* [GOAL] Your task is to copy every line of this material exactly.
------------------------------------------------------------------------
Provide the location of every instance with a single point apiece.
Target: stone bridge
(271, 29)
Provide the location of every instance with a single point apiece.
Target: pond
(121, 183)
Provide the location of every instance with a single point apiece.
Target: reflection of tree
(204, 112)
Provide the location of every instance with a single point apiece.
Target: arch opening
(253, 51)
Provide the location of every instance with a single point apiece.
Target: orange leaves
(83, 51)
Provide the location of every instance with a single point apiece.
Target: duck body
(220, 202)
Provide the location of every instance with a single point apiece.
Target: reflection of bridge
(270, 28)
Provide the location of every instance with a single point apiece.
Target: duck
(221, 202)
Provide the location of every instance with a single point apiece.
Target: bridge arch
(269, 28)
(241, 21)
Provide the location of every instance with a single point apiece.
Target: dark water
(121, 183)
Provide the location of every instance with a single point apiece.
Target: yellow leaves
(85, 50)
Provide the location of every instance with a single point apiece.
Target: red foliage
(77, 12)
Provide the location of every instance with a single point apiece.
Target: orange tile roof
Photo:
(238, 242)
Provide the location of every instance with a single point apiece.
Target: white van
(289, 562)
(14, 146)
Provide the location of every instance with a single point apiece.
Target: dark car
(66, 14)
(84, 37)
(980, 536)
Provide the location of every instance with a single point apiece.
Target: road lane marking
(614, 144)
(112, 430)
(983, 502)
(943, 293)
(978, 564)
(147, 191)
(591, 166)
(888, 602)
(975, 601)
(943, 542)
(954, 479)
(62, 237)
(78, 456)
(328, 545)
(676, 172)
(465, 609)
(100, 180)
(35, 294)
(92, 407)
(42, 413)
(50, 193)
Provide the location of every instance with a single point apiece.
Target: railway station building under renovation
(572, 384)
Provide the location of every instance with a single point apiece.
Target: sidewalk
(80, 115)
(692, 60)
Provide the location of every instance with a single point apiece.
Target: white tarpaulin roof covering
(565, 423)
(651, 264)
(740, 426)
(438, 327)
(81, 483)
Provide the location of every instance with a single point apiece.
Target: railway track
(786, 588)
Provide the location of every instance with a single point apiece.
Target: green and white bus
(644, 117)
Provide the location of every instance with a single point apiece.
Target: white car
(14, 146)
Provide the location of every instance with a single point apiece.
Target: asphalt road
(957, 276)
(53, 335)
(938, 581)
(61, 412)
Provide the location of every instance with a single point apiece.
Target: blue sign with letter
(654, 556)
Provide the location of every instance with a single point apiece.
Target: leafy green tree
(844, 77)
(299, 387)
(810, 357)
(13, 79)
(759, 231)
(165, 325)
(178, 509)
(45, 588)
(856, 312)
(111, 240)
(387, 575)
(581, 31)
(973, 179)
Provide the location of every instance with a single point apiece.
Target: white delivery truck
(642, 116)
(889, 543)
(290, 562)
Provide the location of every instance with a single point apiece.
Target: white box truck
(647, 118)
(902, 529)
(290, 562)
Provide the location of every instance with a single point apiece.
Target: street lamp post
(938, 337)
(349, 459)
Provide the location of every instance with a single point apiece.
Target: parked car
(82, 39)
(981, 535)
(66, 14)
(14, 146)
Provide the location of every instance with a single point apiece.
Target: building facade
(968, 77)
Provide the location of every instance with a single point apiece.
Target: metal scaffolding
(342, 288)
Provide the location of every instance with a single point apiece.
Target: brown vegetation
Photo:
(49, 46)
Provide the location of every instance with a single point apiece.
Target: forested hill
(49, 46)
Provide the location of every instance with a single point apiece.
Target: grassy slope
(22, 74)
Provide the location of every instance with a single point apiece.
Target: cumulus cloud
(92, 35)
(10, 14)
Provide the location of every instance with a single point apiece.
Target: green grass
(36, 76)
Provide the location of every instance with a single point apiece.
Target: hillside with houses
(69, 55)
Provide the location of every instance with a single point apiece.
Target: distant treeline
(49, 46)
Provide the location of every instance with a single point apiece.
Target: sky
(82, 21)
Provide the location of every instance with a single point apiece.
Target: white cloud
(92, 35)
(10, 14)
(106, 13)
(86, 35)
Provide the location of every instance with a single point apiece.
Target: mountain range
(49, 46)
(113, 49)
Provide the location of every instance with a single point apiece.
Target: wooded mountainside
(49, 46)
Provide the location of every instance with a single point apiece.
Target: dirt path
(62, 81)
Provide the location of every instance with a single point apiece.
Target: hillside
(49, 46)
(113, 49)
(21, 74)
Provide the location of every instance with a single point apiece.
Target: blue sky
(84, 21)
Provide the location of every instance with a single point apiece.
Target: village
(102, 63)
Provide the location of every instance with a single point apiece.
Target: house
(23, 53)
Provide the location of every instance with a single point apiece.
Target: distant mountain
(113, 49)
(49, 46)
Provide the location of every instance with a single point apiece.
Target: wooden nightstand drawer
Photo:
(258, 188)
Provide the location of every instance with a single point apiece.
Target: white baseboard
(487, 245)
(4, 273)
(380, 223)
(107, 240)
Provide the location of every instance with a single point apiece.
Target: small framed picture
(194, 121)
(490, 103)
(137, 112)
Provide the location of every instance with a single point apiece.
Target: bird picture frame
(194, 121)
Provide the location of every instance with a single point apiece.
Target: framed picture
------------------------------------------------------------------------
* [EXERCISE ANSWER]
Provide the location of every instance with a single point apiece.
Target: stone bridge
(271, 29)
Provide the location of every instance with a single point apiece.
Target: pond
(121, 183)
Provide the location of every instance with a single point apiece.
Target: reflection of tree
(204, 112)
Provide the location of every instance with a single point apiece.
Target: arch opening
(253, 51)
Provide the location of every instance with a single point apiece.
Target: orange leaves
(83, 51)
Provide the location of every instance with a single point apiece.
Target: duck body
(220, 202)
Provide the location of every instance with a single point apiece.
Target: reflection of bridge
(270, 28)
Provide the location of every instance with a single point apiece.
Target: duck
(221, 202)
Provide the location of every instance with a single point apiece.
Target: bridge arch
(269, 28)
(241, 21)
Provide the location of every instance with a single point apiece.
Target: dark water
(121, 183)
Provide the location of every instance with a single point apiece.
Target: yellow leaves
(85, 50)
Provide the location of every instance with a single point apiece.
Target: red foliage
(77, 12)
Provide the location of every instance with a single point apiece.
Target: orange tile roof
Photo:
(238, 242)
Provide the location of every instance with a single point apiece.
Target: white van
(289, 562)
(14, 146)
Provide the location of every instance with a single point apiece.
Target: dark car
(66, 14)
(84, 37)
(980, 536)
Provide the location of every instance with a single point apiece.
Target: road lane marking
(614, 144)
(112, 430)
(983, 502)
(943, 293)
(978, 564)
(147, 191)
(591, 166)
(888, 602)
(975, 601)
(943, 542)
(954, 479)
(62, 237)
(78, 456)
(328, 545)
(676, 172)
(465, 609)
(100, 180)
(35, 294)
(92, 407)
(42, 413)
(50, 193)
Provide the location of every instance with a single point apiece.
Target: railway station building under renovation
(572, 384)
Provide the location of every instance with a single point apiece.
Target: sidewalk
(80, 115)
(692, 60)
Provide the location of every instance with a single point apiece.
Target: white tarpaulin roof covering
(565, 423)
(651, 264)
(740, 426)
(438, 327)
(81, 483)
Provide the location of every instance with a single point apiece.
Target: railway track
(786, 588)
Provide the location of every instance with a single point apiece.
Target: green and white bus
(644, 117)
Provide the location of every instance with a single point apiece.
Target: white car
(14, 146)
Provide the location of every instance with a single point apiece.
Target: asphalt road
(957, 276)
(53, 335)
(938, 581)
(61, 412)
Provide the location of every instance with a single point apiece.
Target: blue sign with letter
(654, 556)
Provide the location of every instance with a single point apiece.
Target: leafy green tree
(844, 77)
(299, 387)
(810, 357)
(13, 79)
(759, 231)
(165, 325)
(178, 509)
(45, 588)
(856, 312)
(111, 240)
(387, 575)
(581, 31)
(973, 179)
Provide the location of every instance with a single point apiece.
Target: white delivery truck
(642, 116)
(889, 543)
(290, 562)
Provide the location of every instance with a single point apiece.
Target: white box truck
(647, 118)
(902, 529)
(290, 562)
Provide the location of every instance with a single point apiece.
Target: street lamp post
(938, 337)
(349, 459)
Provide the location of every instance with a single point apiece.
Target: parked car
(82, 39)
(981, 535)
(66, 14)
(14, 146)
Provide the location of every instance with a single point apiece.
Target: building facade
(968, 77)
Provide the location of every instance with a single point apiece.
Target: metal scaffolding
(342, 288)
Provide the location of every instance with a single point apiece.
Target: brown vegetation
Photo:
(49, 46)
Provide the location of every instance with a single point apiece.
Target: forested hill
(49, 46)
Provide the location of every instance with a single point apiece.
Target: grassy slope
(22, 74)
Provide the location of every instance with a single point apiece.
Target: cumulus cloud
(92, 35)
(10, 14)
Provide the location of every instance with a single point apiece.
Target: green grass
(36, 76)
Provide the location of every instance with a single point apiece.
Target: hillside with houses
(69, 55)
Provide the location of every instance with a single point apiece.
Target: distant treeline
(49, 46)
Provide the location of every instance with a single point apiece.
Target: sky
(82, 21)
Provide the location of every instance with a single point apiece.
Target: white cloud
(92, 35)
(10, 14)
(106, 13)
(86, 35)
Provide the location of every instance with a single point apiece.
Target: mountain range
(49, 46)
(113, 49)
Provide the location of every instance with a single point apiece.
Target: wooded mountainside
(49, 46)
Provide the location of every instance with a single point apiece.
Target: dirt path
(62, 81)
Provide the location of every instance with a single point apiece.
Target: hillside
(49, 46)
(113, 49)
(21, 74)
Provide the location of every instance with a single point apiece.
Target: blue sky
(84, 21)
Provide the location of every instance with a single point apiece.
Target: village
(102, 63)
Provide the location of every instance with a single point apiece.
Target: house
(23, 53)
Provide the location of every instance with a single point apiece.
Target: distant mountain
(113, 49)
(49, 46)
Provide the location of every instance with a single point apiece.
Target: wooden nightstand drawer
Photo:
(258, 188)
Provide the location of every instance with a single point apiece.
Target: white baseboard
(487, 245)
(4, 273)
(380, 223)
(107, 240)
Provide the location of every instance with a single point apiece.
Target: small framed picture
(194, 121)
(490, 103)
(137, 112)
Provide the location of every instance with a single point apiece.
Target: bird picture frame
(194, 121)
Provide the location of every instance with a single point apiece.
Target: framed picture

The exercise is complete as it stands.